▸ 課題文: 本文によると、コルネリウス・タキトゥスの「同時代史」はいつごろ書かれたか。

▸ 本文:
◆ ◆ ◆

エジプト側から見た「出エジプト」の真実
前記事のとおり、旧約聖書において神は自分の民の苦しみを見たゆえに、
イスラエルの民をその先祖に約束した土地へ連れていく、とモーセに告げた。
神の意思を受けたモーセは全てのイスラエル人をエジプトから連れ出すべく、ファラオに要求するが、
ファラオにしてみればそれは困るというわけで、これを拒絶した。
そこでイスラエル人の出エジプトを認めさせるため、
神はモーセを用いて災いをエジプト中にもたらし、
最後には神の使いがエジプト人の男児を皆殺しにしたため、
ファラオも遂に降参してこれを認めた、という流れになっている(注1)。
今までの流れに沿って初めに指摘しておきたいのは、
ファラオの決定を左右させたいのであれば神もファラオに対してアプローチをすべきであり、
エジプト人の罪のない幼児や赤子を虐殺するという相変わらず残虐極まりない神が今回も登場するということである。
エジプトがソドムとゴモラのときと同じような扱いになっていると言える。
さて、これをイナゴの大発生であるとか疫病の蔓延であるといった、
歴史的に普通にありえそうな話は実話だと仮定して、
神の存在を無視したうえで史実を確認すると、どのようなことがわかるか。
残念ながら直接的にこの時期のことを扱った史料は今のところないようだが、
西暦1世紀から2世紀にかけて活躍したローマ帝国の歴史家および政治家であったコルネリウス・タキトゥスによる「同時代史」という本の一部で、
出エジプトに関する見解が述べられている。
これは西暦105年ごろに書かれており、
西暦70年のイスラエル滅亡付近のことが主に書かれている(現存するのは三分の一程度)のだが、
その中に出エジプトに関する記述がある。
それによると、以下のような内容が書かれている。
エジプト全体に体を膿汁で汚す疫病が流行ったとき、ファラオがハンモンの神託に救済の伺いを立てた。
すると『王国を祓い清めよ。この種の人間は神々に疎まれている。別の土地へ連れてゆけ』と命じられたという。

◆ ◆ ◆

▸ 行の抜粋:
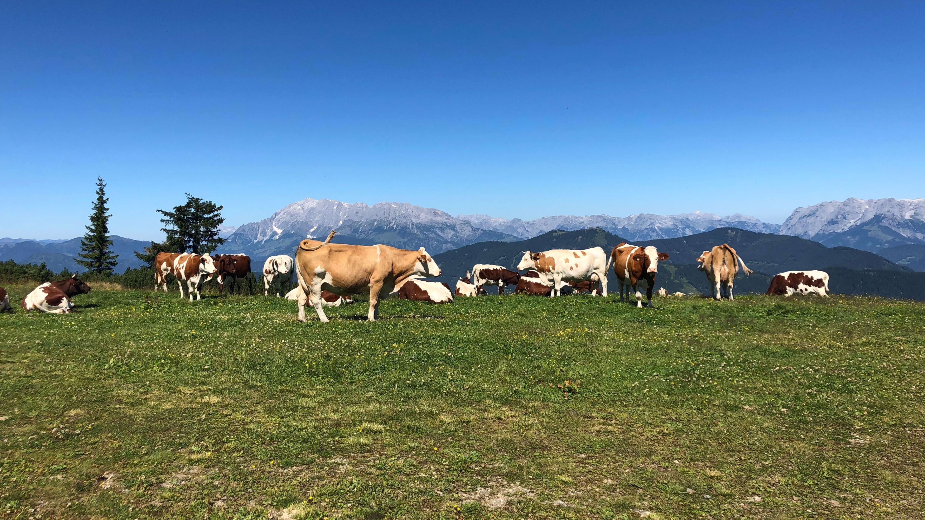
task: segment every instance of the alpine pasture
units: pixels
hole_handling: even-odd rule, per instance
[[[921,303],[102,289],[0,314],[4,518],[925,511]]]

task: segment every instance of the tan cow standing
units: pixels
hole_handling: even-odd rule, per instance
[[[325,241],[303,240],[295,254],[299,278],[299,321],[305,321],[305,303],[311,294],[318,319],[327,321],[321,304],[321,291],[350,296],[369,291],[369,321],[378,316],[379,299],[414,275],[438,277],[440,268],[422,247],[417,251],[388,245],[349,245],[330,243],[335,232]]]
[[[699,266],[697,269],[707,273],[707,279],[710,284],[710,296],[717,300],[722,299],[721,284],[726,284],[726,292],[729,299],[733,298],[733,280],[735,279],[735,273],[739,271],[739,262],[742,263],[742,269],[746,275],[752,274],[752,270],[746,266],[745,260],[735,254],[735,250],[728,243],[714,245],[712,251],[704,251],[697,259]]]

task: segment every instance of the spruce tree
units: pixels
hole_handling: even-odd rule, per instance
[[[78,265],[86,267],[92,273],[101,275],[111,275],[113,267],[116,266],[118,254],[113,254],[109,249],[113,245],[113,241],[109,240],[109,208],[106,203],[106,184],[102,177],[96,178],[96,201],[93,203],[93,211],[90,214],[90,226],[86,226],[87,233],[80,241],[80,257],[82,260],[74,259]]]
[[[225,239],[218,236],[218,227],[225,222],[222,208],[223,206],[216,205],[212,201],[204,201],[187,193],[186,204],[174,206],[173,211],[157,210],[164,216],[161,222],[166,226],[161,230],[166,235],[166,240],[159,244],[152,242],[150,248],[145,248],[146,251],[151,250],[146,255],[138,253],[135,254],[147,260],[149,256],[156,254],[158,248],[170,253],[212,253],[225,242]]]

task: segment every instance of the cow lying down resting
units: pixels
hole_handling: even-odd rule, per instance
[[[412,277],[392,292],[399,300],[412,302],[429,302],[431,303],[450,303],[453,301],[453,292],[450,286],[441,281],[425,281],[421,277]]]
[[[71,298],[87,292],[90,292],[90,286],[75,274],[66,280],[43,283],[26,295],[19,305],[27,311],[63,315],[74,309]]]

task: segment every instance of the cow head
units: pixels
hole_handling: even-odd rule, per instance
[[[217,271],[216,262],[208,254],[204,254],[199,258],[199,272],[204,275],[212,275]]]
[[[709,264],[710,253],[709,251],[704,251],[703,254],[697,257],[697,268],[698,271],[702,271],[707,268],[707,264]]]
[[[633,255],[633,260],[642,264],[644,273],[658,273],[659,260],[668,260],[667,253],[659,253],[654,246],[646,246],[642,253]]]
[[[517,264],[518,271],[525,271],[527,269],[534,269],[536,267],[536,260],[539,259],[538,253],[531,253],[529,251],[524,252],[524,256],[521,257],[520,264]]]
[[[438,277],[440,276],[440,268],[437,266],[437,262],[434,262],[433,256],[427,254],[427,252],[423,247],[417,250],[417,263],[414,266],[415,275]]]

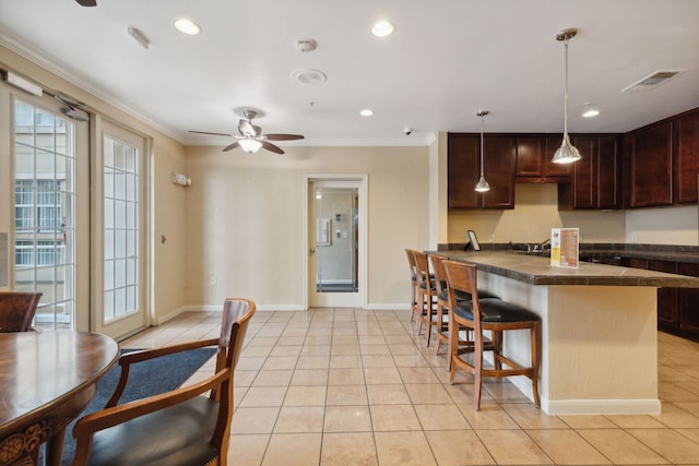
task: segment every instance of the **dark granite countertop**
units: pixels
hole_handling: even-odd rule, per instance
[[[642,268],[580,262],[578,268],[550,266],[548,258],[513,251],[435,251],[434,254],[477,264],[478,270],[531,285],[650,286],[699,288],[699,277]]]
[[[439,251],[462,251],[465,244],[439,244]],[[533,247],[533,244],[532,244]],[[484,251],[506,251],[508,243],[482,243]],[[533,254],[536,255],[536,254]],[[655,261],[699,263],[699,247],[672,244],[581,243],[580,256],[591,259],[633,258]]]

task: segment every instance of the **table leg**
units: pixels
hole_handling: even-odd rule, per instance
[[[46,442],[46,466],[60,466],[64,437],[66,428],[62,428]]]

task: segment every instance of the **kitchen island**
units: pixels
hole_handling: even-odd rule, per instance
[[[542,318],[540,395],[548,414],[660,413],[656,289],[699,288],[699,278],[616,265],[552,267],[517,252],[431,252],[475,263],[478,288]],[[506,350],[529,361],[526,332]],[[510,379],[526,396],[529,379]]]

◆ ◆ ◆

▸ 解答: 西暦105年ごろ。